* [PROBLEM STATEMENT]:
Would it be possible to write out each entry below exactly, without the pictures?

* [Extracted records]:
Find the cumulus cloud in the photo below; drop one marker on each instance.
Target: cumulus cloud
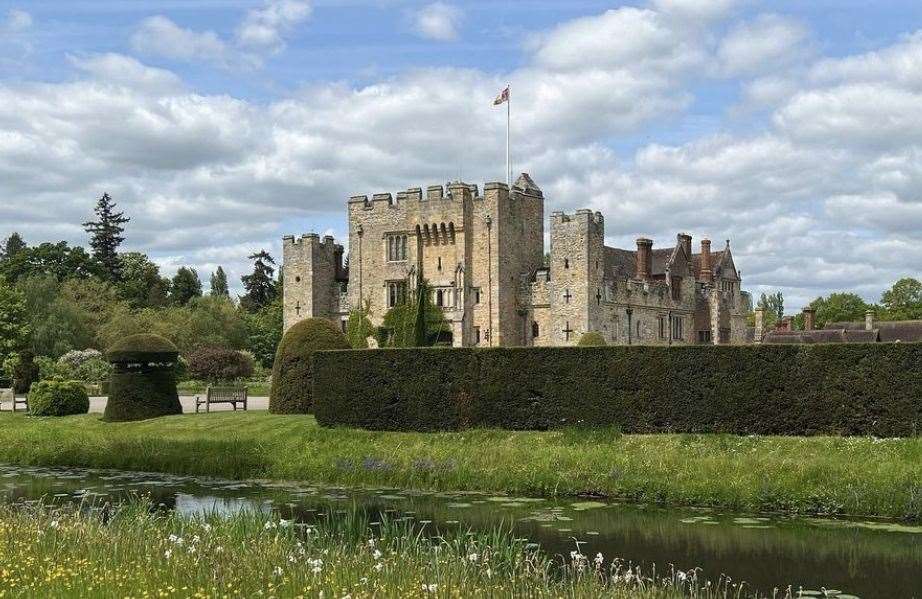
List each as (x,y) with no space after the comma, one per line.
(438,21)
(825,196)
(768,43)
(267,27)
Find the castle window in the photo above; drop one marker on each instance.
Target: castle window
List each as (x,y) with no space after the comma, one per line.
(677,328)
(396,293)
(396,248)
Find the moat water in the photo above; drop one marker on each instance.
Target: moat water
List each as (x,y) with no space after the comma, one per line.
(863,558)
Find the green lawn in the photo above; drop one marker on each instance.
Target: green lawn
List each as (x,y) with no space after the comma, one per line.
(818,475)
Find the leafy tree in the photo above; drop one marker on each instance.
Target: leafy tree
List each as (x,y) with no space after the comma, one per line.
(106,236)
(400,327)
(219,283)
(12,246)
(773,305)
(14,327)
(264,332)
(837,307)
(903,301)
(56,259)
(261,288)
(141,284)
(185,286)
(359,327)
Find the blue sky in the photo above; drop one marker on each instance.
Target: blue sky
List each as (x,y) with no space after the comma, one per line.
(220,125)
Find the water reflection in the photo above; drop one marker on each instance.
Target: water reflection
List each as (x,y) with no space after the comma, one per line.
(868,559)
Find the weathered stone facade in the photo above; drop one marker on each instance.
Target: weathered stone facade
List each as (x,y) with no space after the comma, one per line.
(483,257)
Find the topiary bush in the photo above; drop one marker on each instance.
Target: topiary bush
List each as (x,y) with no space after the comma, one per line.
(292,372)
(592,339)
(58,398)
(214,364)
(25,372)
(143,384)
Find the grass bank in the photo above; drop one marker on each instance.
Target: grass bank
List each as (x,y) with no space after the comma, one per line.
(814,475)
(135,553)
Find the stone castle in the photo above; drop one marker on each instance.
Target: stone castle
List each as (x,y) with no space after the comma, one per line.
(483,258)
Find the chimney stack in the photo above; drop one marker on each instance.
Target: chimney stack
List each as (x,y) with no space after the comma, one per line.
(706,274)
(809,318)
(685,242)
(644,258)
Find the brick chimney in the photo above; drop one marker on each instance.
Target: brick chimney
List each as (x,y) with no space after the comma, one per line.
(685,242)
(706,274)
(644,258)
(809,319)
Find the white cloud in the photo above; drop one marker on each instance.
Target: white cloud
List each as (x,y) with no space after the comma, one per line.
(159,36)
(438,21)
(768,43)
(267,27)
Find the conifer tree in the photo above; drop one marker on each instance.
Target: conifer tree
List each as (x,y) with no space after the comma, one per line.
(106,235)
(260,286)
(219,284)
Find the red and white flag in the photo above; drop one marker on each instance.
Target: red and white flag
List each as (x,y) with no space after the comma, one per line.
(502,97)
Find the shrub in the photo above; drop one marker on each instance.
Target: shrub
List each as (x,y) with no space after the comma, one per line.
(292,371)
(58,398)
(860,389)
(592,339)
(25,372)
(215,364)
(143,384)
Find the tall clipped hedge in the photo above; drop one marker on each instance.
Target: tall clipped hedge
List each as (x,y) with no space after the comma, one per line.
(873,389)
(292,372)
(143,384)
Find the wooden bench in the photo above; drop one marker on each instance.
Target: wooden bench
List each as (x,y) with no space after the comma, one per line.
(231,395)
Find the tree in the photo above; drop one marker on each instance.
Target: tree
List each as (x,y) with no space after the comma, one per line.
(261,288)
(359,327)
(12,246)
(14,327)
(839,307)
(219,283)
(141,284)
(106,236)
(185,286)
(903,301)
(773,306)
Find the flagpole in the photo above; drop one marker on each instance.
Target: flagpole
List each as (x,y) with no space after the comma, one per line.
(508,122)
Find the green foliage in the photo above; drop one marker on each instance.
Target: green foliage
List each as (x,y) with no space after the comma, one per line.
(261,288)
(14,321)
(56,259)
(219,283)
(106,236)
(829,389)
(903,301)
(217,364)
(25,372)
(264,332)
(147,390)
(185,286)
(359,327)
(401,323)
(58,398)
(592,339)
(141,284)
(292,373)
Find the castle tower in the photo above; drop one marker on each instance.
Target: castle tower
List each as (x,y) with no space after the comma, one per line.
(313,278)
(577,266)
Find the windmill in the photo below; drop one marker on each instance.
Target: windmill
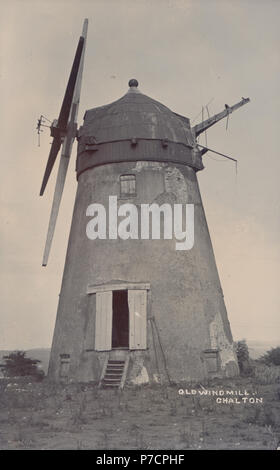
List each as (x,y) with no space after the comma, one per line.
(133,309)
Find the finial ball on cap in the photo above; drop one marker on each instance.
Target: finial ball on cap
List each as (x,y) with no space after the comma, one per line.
(133,82)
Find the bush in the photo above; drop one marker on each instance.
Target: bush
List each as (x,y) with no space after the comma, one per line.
(16,364)
(271,357)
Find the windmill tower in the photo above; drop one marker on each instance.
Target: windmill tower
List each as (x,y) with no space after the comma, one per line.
(135,310)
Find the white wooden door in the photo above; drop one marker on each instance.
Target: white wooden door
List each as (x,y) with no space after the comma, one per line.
(103,323)
(137,304)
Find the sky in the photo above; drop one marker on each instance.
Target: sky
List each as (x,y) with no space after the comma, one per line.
(185,54)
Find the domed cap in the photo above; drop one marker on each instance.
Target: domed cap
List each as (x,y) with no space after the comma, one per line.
(136,115)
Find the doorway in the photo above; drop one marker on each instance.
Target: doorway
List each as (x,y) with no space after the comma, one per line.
(120,321)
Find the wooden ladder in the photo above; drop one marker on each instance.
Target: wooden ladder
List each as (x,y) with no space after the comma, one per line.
(114,374)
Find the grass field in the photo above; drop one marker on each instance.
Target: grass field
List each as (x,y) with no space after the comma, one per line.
(81,416)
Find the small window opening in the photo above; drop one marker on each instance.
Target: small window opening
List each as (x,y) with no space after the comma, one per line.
(64,365)
(212,360)
(128,185)
(120,333)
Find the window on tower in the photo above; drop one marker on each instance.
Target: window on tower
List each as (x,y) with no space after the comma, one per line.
(127,185)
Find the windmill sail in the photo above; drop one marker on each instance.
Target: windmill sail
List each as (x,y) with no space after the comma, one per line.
(70,126)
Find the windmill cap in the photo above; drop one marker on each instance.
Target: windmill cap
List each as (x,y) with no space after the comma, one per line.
(136,115)
(133,82)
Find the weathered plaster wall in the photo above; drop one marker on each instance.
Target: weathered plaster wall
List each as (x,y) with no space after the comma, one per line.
(186,300)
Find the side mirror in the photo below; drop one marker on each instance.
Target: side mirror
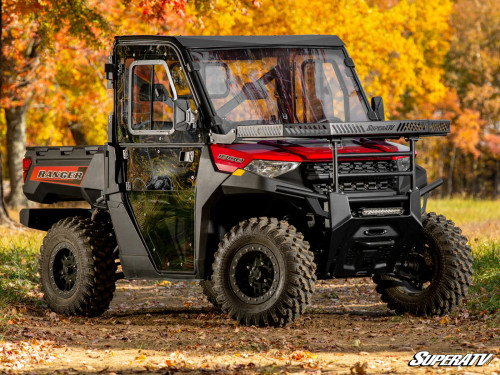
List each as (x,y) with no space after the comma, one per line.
(378,107)
(183,115)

* [FINAL RESULT]:
Find the cumulus cloud in the photo below; drop one marker on each instance.
Target: cumulus cloud
List each as (x,y) with no space after the comma, one per line.
(438,21)
(825,196)
(768,43)
(267,27)
Find the castle window in the photo above; drop one marker on each instance.
Target: castle window
List each as (x,y) with no space after the comma, one per line.
(677,328)
(396,293)
(396,248)
Find the moat water in the photo above; drop one marker on each instance.
Target: moat water
List each as (x,y) with no space after the comma, one per line.
(863,558)
Find the green lawn in the photo above; drop one marker on each instance.
Target: green lawn
List each as (x,y) with no space after the comma, one per line.
(818,475)
Find the leafy tree in the photo above; drop one marker on each instance.
Target: leafy tree
List each as (x,y) with no space after the comma, one per line.
(106,236)
(400,327)
(219,283)
(12,246)
(773,305)
(14,327)
(264,332)
(837,307)
(903,301)
(56,259)
(261,288)
(141,284)
(185,286)
(359,327)
Find the blue sky in the photo above; drop one marker on each instance.
Target: blue sky
List each as (x,y) with no space after the comma, one per line.
(220,125)
Find the water reflection in the photo above; drop one marker on each instance.
Target: water reflection
List each as (x,y) with no space after the comma, one per line.
(868,559)
Find the weathered stone facade in the photo above; drop one marker on each instance.
Target: weathered stone facade
List each as (x,y) with no space after the comma, one per line.
(483,257)
Find the topiary bush in the photo above; drop one marker on each instance.
Target: topiary bush
List each as (x,y) with no space after the comma, one per line.
(292,372)
(592,339)
(58,398)
(214,364)
(25,372)
(143,384)
Find the grass bank in the photo above; drop one marker on each instance.
Target: grass bank
List each as (x,y) with no space after the comma, one per line.
(814,475)
(135,553)
Find the stone castle in the photo above; drop one marker on each instance.
Target: stone castle
List each as (x,y) with no space after the comma, one per line.
(483,258)
Find the chimney stack in the photo above; drop one marker on each instance.
Target: chimney stack
List each as (x,y) with no space after the comma, one per line.
(706,274)
(809,318)
(685,242)
(644,258)
Find the brick chimney in the photo above; drop one marker on each instance.
Target: brick chimney
List each as (x,y) with no space after the comma, one per line.
(685,242)
(706,274)
(644,258)
(809,319)
Find the white cloud in the photo above; drop one marker on each instance.
Target: white cloud
List each as (x,y) with no space after the comma, one per line.
(159,36)
(438,21)
(768,43)
(267,27)
Find the conifer tree in the photo above; drop one marker on each instance.
Target: conifer tree
List each as (x,y) with no space after the comma, one per line.
(106,235)
(260,286)
(219,284)
Find the red and white flag in the photo above; drop one marker on each instance.
Target: red and white flag
List each as (x,y) with no space after the comma, one per line.
(502,97)
Find the shrub in the photo above; drop one marker on each instance.
Target: shrub
List each as (x,y) with no space after the comma, one per line.
(292,371)
(58,398)
(860,389)
(592,339)
(25,372)
(215,364)
(143,384)
Find the tall clipped hedge in the photo above; drop one marker on each instance.
Target: tall clipped hedge
List each as (x,y) with no space after the comma, one per line.
(873,389)
(292,372)
(143,384)
Find the wooden bench in the photo above; drop one marker on each instance.
Target: wooden bench
List each as (x,y) with no space after the comma, one per line.
(231,395)
Find the tree in the photo above; drop one marker on each instance.
Target: tree
List each as (x,y) with no space after the comma, one per line.
(261,288)
(359,327)
(12,246)
(14,327)
(839,307)
(219,283)
(141,284)
(106,236)
(185,286)
(903,301)
(773,306)
Find the flagpole in the photo above; drop one marker on each instance.
Target: flagpole
List each as (x,y) with no space after the comma, one per line.
(508,122)
Find the green foliage in the photo above; drop one marker on each instance.
Target: green foliage
List each as (x,y) with no space after the comma, one per line.
(261,288)
(14,321)
(56,259)
(219,283)
(106,236)
(829,389)
(903,301)
(217,364)
(25,372)
(264,332)
(147,390)
(185,286)
(359,327)
(401,323)
(58,398)
(592,339)
(141,284)
(292,373)
Find the castle tower in the photo above; drop one marker on each instance.
Target: castle tower
List each as (x,y) with no space after the comma, one per line.
(313,278)
(577,266)
Find the windmill in the photo below; drop one marker on each instance.
Target: windmill
List each as (x,y) with no space after the comma, one per line.
(133,309)
Find the finial ball on cap in the photo above; drop one marker on each instance.
Target: finial ball on cap
List each as (x,y) with no space after the comma, one per line.
(133,82)
Find the bush in the photo above; drop one marker on each instance.
Target: bush
List each as (x,y) with no space after the comma, one per line.
(16,364)
(271,357)
Find the windmill tower in the photo above; drop one marker on each instance.
Target: windmill tower
List each as (x,y) with no space after the comma, one per line.
(135,310)
Find the white wooden door in the photo above; drop one marker on each instance.
Target: white wooden door
List each as (x,y) with no space after the comma, one per line.
(103,323)
(137,304)
Find the sky in the photo above; drop one marker on each instance.
Target: sky
List each as (x,y) with no space after the comma, one per line.
(185,54)
Find the domed cap in the photo above; drop one marker on each instance.
Target: domed cap
List each as (x,y) with no space after the comma, one per line.
(136,115)
Find the doorway in the photo above; drop one marker on each instance.
Target: doorway
List each as (x,y) with no space after the comma, one per line.
(120,321)
Find the wooden ladder in the photo above; drop one marker on each instance.
Target: wooden ladder
List each as (x,y) with no space after the comma, one per line.
(114,374)
Find the grass field in the photo above; drop one marker on each instance.
Target: grass field
List each as (x,y) with no space after the comma, one per line.
(81,416)
Find the small window opening in the photo above; drop one marker on each instance.
Target: small window opening
List each as (x,y) with no space after the comma, one per line.
(64,365)
(212,360)
(128,185)
(120,333)
Find the window on tower in the photo above; drop one marker on each instance.
Target: window on tower
List each as (x,y) with no space after the comma, one per line.
(127,185)
Find the windmill sail in the photo above; drop one marker on each instance.
Target: windmill sail
List each as (x,y) with no space after the comma, one per line.
(70,126)
Find the windmill cap in the photo above; drop one marker on each instance.
Target: windmill cap
List each as (x,y) with no space after the comma, one per line.
(136,115)
(133,82)
Find the weathered plaster wall in the photo above; drop one marker on each instance.
Target: weathered plaster wall
List each as (x,y) with no space after the comma, one per line.
(186,300)
Find the side mirror in the photo below; drop one marker on each instance.
Target: side mirror
List each as (x,y) with no space after the comma, one per line.
(378,107)
(183,115)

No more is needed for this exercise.